▶ _ФРАГМЕНТ_:
/---
Старая армейская традиция – всегда держать солдата занятым, чтобы он слишком много не думал, особенно если ситуация неблагоприятная. В самом начале 1945 г., когда ситуация на фронте для Германии стала ужасной, командир бронетанковой роты лейтенант Тони Саурма решил заполнить свободное время своих бойцов лекциями: однажды он целый час рассказывал им о Соединенных Штатах, о Кукурузном поясе, промышленных областях и больших городах. Так же, как и его аудитория, он знал, что эта страна вскоре станет играть важную роль в их судьбах, если им повезет и они выживут27. Удивительнее всего было не то, что сотни тысяч немцев сбежали с поля боя в последние месяцы войны, а то, что другие продолжали сопротивление, а некоторые даже считали свое положение приемлемым. В середине февраля командир бронетанкового взвода СС, служивший в Венгрии, так описывал военный быт вблизи фронта: «Паек просто отличный. Мы научились от гражданского населения по-разному использовать паприку. Люди здесь очень дружелюбны. По вечерам мы ездили смотреть кино в Нове Замки»28.
На совещании объединенного комитета начальников штабов армий союзников, проходившем 1 февраля на Мальте перед ялтинской встречей на высшем уровне, был утвержден план Эйзенхауэра возложить задачу нанесения главного удара на этой последней стадии кампании на Двадцать первую группу армий Монтгомери на севере Германии, усиленную Девятой армией США Симпсона. Тяжелой бомбардировочной авиации была поставлена задача уничтожить транспортную инфраструктуру Германии по пути продвижения русских, включая такие железнодорожные узлы, как Дрезден [26] и Лейпциг.
26
Бомбардировка Дрездена – это настолько популярная легенда о войне, что данные последнего исследования просто ошеломляют: там утверждается, что 13–14 февраля потери в городе составили 25 000 человек, а не сотни тысяч, как принято было считать. Это не относится к дискуссии о том, была ли необходима эта бомбардировка, но указывает, что жертвы среди мирного населения в результате нее были ниже, чем при бомбардировке Гамбурга в 1943 г. или в пору «огненного вала» в Токио в 1945 г. – Прим. авт.
Но наземное наступление продвигалось медленнее, чем ожидалось. Следующее крупное наступление Монтгомери, операция Veritable, столкнулось с затруднениями в Рейхвальдском лесу; соединения Симпсона не смогли продвинуться, потому что немцы затопили значительные области в полосе наступления и наводнение спало лишь после 23 февраля. После тяжелых боев 10 марта силы Монтгомери подошли к Рейну между голландской границей и Кобленцем. В этой отчаянной ситуации Гитлер прибег к излюбленному средству: смене генералов. Кессельринг, который блестяще организовал оборону Италии, стал преемником фон Рундштедта, приняв командование на западе. Но все же Кессельрингу, как и его предшественнику, не удалось провести последовательную кампанию, имея 55 ослабленных дивизий против 85 полностью укомплектованных соединений Эйзенхауэра при господстве союзной авиации. 7 марта Первая армия Ходжеса захватила железнодорожный мост имени Людендорфа в районе Ремагена и немедленно приступила к созданию периметра на восточном берегу; 22 марта Паттон занял плацдарм южнее, перед мостом в районе Оппенхайма. Последние немецкие войска на западном берегу Рейна были уничтожены три дня спустя. 24-го числа войска Монтгомери осуществили операцию по форсированию Рейна на широком фронте в районе Везеля, в ходе которой тяжелые потери понесли только воздушно-десантные подразделения, спускавшиеся на парашютах на противоположный берег: как оказалось, по крайней мере зенитной артиллерией обороняющиеся были обеспечены хорошо.
\---
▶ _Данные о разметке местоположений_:
/---
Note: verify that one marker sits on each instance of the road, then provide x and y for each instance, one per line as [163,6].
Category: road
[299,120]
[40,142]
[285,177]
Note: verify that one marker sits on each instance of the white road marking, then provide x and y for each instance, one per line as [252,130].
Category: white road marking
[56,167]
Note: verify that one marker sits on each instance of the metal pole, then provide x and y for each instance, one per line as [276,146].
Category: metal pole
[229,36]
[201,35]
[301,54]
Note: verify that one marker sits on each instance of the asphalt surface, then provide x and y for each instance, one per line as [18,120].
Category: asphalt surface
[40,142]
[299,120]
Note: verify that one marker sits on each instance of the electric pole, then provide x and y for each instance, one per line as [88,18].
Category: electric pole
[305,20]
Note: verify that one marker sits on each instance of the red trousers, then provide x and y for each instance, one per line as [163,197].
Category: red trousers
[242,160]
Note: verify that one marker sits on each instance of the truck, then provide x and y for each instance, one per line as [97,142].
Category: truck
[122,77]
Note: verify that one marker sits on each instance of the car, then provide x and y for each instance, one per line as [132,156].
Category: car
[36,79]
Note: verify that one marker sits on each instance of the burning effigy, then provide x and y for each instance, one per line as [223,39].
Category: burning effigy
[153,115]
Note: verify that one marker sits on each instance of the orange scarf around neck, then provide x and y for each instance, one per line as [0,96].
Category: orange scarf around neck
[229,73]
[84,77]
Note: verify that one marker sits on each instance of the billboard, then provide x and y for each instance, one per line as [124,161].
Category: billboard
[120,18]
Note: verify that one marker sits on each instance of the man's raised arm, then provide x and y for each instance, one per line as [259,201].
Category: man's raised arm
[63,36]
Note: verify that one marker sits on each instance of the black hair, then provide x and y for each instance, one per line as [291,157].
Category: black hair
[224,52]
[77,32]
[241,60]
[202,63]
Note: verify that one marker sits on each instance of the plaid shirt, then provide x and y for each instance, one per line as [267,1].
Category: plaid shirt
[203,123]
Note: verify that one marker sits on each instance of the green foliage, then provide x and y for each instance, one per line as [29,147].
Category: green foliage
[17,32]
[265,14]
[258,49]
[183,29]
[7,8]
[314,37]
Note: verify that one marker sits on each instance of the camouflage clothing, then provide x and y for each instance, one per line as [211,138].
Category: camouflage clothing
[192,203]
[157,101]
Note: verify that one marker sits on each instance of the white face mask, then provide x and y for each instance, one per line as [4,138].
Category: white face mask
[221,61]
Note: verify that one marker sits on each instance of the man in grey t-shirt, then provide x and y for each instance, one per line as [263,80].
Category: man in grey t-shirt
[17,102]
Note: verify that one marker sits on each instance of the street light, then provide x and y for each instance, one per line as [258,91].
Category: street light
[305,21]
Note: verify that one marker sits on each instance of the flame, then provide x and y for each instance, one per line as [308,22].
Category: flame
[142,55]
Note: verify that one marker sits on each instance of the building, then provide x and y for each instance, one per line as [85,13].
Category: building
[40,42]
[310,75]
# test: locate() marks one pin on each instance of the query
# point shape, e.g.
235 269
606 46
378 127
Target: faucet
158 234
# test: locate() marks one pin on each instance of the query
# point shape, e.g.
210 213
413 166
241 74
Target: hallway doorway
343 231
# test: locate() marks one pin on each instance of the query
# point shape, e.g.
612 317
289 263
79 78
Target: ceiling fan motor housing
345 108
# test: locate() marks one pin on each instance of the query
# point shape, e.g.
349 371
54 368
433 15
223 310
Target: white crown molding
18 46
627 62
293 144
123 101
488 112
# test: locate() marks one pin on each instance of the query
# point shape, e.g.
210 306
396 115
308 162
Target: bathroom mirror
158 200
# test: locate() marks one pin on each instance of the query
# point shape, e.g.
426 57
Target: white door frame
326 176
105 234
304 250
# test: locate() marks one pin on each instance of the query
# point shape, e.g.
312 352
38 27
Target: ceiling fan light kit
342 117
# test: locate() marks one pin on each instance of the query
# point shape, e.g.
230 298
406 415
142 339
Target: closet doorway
\---
▶ _ЦЕЛЬ ЗАДАНИЯ_:
Подхватите фрагмент о последних месяцах войны в Европе и напишите продолжение, начиная сразу после его последнего предложения. Данные не связаны с фрагментом.

▶ _ОТВЕТ_:
В конце месяца передовые части Брэдли соединились с силами Симпсона в районе Липпштадта, и группа армий B Моделя оказалась в так называемом Рурском котле; Модель застрелился 17 апреля, а 317 000 человек попали в плен к союзникам. Теперь уже американцы, а не британцы имели лучшие возможности для быстрого заключительного наступления. К ярости Монтгомери, его соединениям досталась второстепенная задача зачистки Северной Германии до Гамбурга и Любека. Считалось, что необходимо перебросить войска к основанию Датского полуострова, чтобы защитить Данию от угрозы советской оккупации. Эйзенхауэр формально отказался от наступления на Берлин и соответственно информировал Сталина. Он повернул две армии на юг, к австрийской границе, чтобы предупредить любую попытку нацистов создать «национальный редут», который мог бы использоваться для продолжения войны после встречи русских и англо-американских сил на севере Германии. «Национальный редут» был плодом воображения штабной разведки Эйзенхауэра; такое разделение сил значительно ослабило натиск в направлении главного удара и позволило русским занять Чехословакию.
Однако трудно убедительно обосновать утверждение, будто иное течение событий изменило бы послевоенную политическую карту Европы, как заявляли критики командующего англо-американскими силами. Оккупационные зоны союзников были согласованы несколькими месяцами ранее и утверждены на Ялтинской конференции в феврале. Русские добрались до Восточной Европы первыми. Чтобы помешать их захватническим планам и спасти Центральную Европу от советской тирании, сменившей нацистскую, западным союзникам потребовалось бы вести совершенно другую и гораздо более жестокую войну, потери в которой были бы гораздо выше. Им пришлось бы рассматривать перспективу, весьма вероятную: сражаться с Красной армией, а не только с вермахтом. Такой курс был в политическом и военном отношении невероятен вопреки мечтам Черчилля восстановить свободу Восточной Европы силой.